## TEXTO DE PÁGINA
___

Nota Publicada originalmente en Septiembre de 2013
La esperanza habitualmente conceptualizada como una intuición optimista o también una expectativa confiada es no sólo saludable y aconsejable sino definitivamente necesaria.
Quiero destacar tanto a nivel individual como colectivo que debemos diferenciarla claramente de la tan promocionada ilusión o bien de una ingenuidad pueril. La esperanza conjuga aquel entusiasmo que privilegia la fuerza del deseo y la inspiración con la exigencia de la razón que a su vez incluye capacidad y trabajo. Es decir, para que un anhelo se convierta en una realización deberán aliarse lo dionisíaco con lo apolíneo, el pensamiento lateral con la coherencia del pensamiento aristotélico. Porque no hay que llamarse a engaño, para transformar el ¨yo deseo ¨ en el ¨yo quiero ¨ debe jugar un rol indispensable la voluntad, función que curiosamente no recibe la atención que merece.
Esperar significa apostar al futuro o mejor aún al porvenir donde nuestro quehacer es clave. Pero el mañana no puede ser construido por individuos aislados, encerrados en compartimentos impermeables, que no logran formar una estructura comunitaria que los integre.
El efecto potenciador de esa relación de reciprocidad entre esperanza y conjunto solidario es innegable, porque una sociedad que tiene un proyecto (etimológicamente pro: hacia adelante y iaceo: lanzar) es sanamente optimista dado que logra confiar en la fuerza creativa de la trama social que les brinda pertenencia, sin por eso desconocer la cuota de imprevisibilidad que tiene la vida. Expresado en una fórmula más breve pero no menos contundente: el reconocimiento del otro como nuestro semejante, en el respeto de derechos y obligaciones otorga al grupo una estabilidad y una contención que hace posible tomar riesgos. Término este último que no debe ser confundido con peligro, que se da en aquellos lugares donde la norma y la ley son precarias, haciendo del desamparo y la soledad una constante angustiosa.

___

## DATOS INCLUIDOS
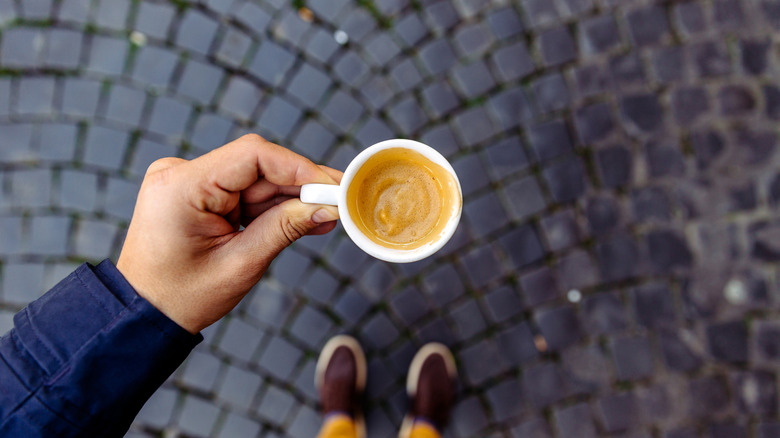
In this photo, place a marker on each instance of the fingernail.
(324, 215)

___

## QUÉ HACER
Escribe la continuación del texto sobre la esperanza a partir de su última oración. Los datos provienen de una fuente distinta.

## RESULTADO
La pregunta indagadora, el cuestionamiento innovador que genera nuevos sentidos y argumentos requieren de un coraje que se nutre en la esperanza. Sin ella no hay horizonte ni alternativa, sólo una adaptación sumisa o la atrapante repetición emparentada a la inercia.
Dije al comienzo de estas líneas que era preciso diferenciarla de la ilusión dado que ésta última es patrimonio del pensamiento mágico y por lo tanto conduce en mayor o menor tiempo a una frustración inevitable. Lo ilusorio está ligado a la omnipotencia de los deseos, la construcción de ídolos y a una autoestima reactivamente engrandecida.
Los argentinos padecemos habitualmente como síntoma esta fantasía de considerarnos dotados naturales, dueños de una capacidad y talento que hace innecesario el trabajo que otros hacen. Esto ha llevado desafortunadamente a muchos a confundir el esfuerzo con el sacrificio, la paciencia con la demora y la capacitación como una sofisticación prescindible. No nos debe extrañar entonces que estemos siempre tentados de encontrar ídolos a los que podamos convertir en representantes de estas aspiraciones.
Pero finalmente la realidad se impone, los ídolos se caen y la caída en la decepción se presenta tan irremediable como dolorosamente.
La solución no es cambiar un mago por otro sino transitar la realidad con instrumentos genuinos, permeables al ensayo y al aprendizaje y con una audacia, valga la paradoja, prudente.